§ **ПРЕДОСТАВЛЕННЫЙ ОТРЫВОК**:
══════

В Москве есть фотоателье, которые делают моментальные фотографии для паспортов, но я не хотела идти в центральные районы, где они расположены. В маленьком фотоателье, где никто не интересовался моим именем (я дала вымышленное), мне обещали «через неделю» шесть маленьких черно-белых фотографий. Оставалось ждать.

Затем неожиданно позвонил наш мидовский опекун. Он ледяным тоном объявил мне, что моя просьба «была удовлетворена» и я могу собираться, чтобы «также выехать за рубеж».

«Когда вы намереваетесь выехать? — спросил он. — Ваше оформление займет некоторое время».
«Спасибо, но я хочу выехать с моим американским паспортом».
В ответ — гробовое молчание.
«Я бы хотела выехать на следующий же день после того, как уедет моя дочь», — заторопилась я, так как мне показалось, что он сейчас повесит трубку.
Наконец, после паузы он сказал:
«Хорошо. Но до этого вас примут в Центральном Комитете».

Я полагала, что наконец встречусь с Горбачевым. Он еще не зарекомендовал себя в ту пору как прогрессивный реформатор советского общества, но все же считался либералом, «подающим большие надежды». Однако поскольку партия, похоже, продолжала считать, что я являюсь представителем своего отца (несмотря на всю мою совершенно особую от него жизнь), то меня принимал теперь лидер консерваторов товарищ Лигачев.

Шофер отвез меня на Старую площадь, как это было в давние-давние дни, когда перед отъездом в Индию меня здесь принимал другой лидер консерваторов — Суслов. Господи, ничего, ничего не изменилось! Почему мне никогда не везет и не случается разговаривать с более прогрессивными лидерами? Да все потому же, потому же. С Милованом Джиласом я встретилась только в Принстоне...

Как и двадцать лет тому назад (в 1966 году), ситуация была безрадостная, меня подозревали в наихудшем, а мне снова становилось нехорошо от этих стен, этих казенных коридоров, устланных ковровыми дорожками «кремлевского стиля». Ах, эти знакомые с детства «коридоры власти»... И как тогда — двадцать лет тому назад — нарастало с каждым моментом желание бежать и не видеть ничего этого больше никогда...

══════

§ **ИСХОДНЫЕ ДАННЫЕ**:
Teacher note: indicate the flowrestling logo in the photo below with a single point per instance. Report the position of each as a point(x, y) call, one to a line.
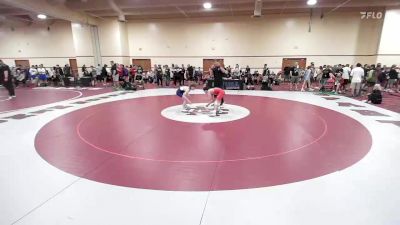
point(371, 15)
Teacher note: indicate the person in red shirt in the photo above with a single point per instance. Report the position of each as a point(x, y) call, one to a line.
point(216, 96)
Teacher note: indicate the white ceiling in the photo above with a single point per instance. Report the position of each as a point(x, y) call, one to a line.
point(146, 9)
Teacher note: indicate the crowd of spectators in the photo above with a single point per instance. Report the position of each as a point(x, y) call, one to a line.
point(339, 79)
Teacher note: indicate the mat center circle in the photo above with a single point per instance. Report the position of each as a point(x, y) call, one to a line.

══════

§ **ЧТО ТРЕБУЕТСЯ**: Выпишите всех людей, которые названы по фамилии в отрывке о приеме в Центральном Комитете.

§ **РЕШЕНИЕ ЗАДАЧИ**: Горбачев, Лигачев, Суслов, Милован Джилас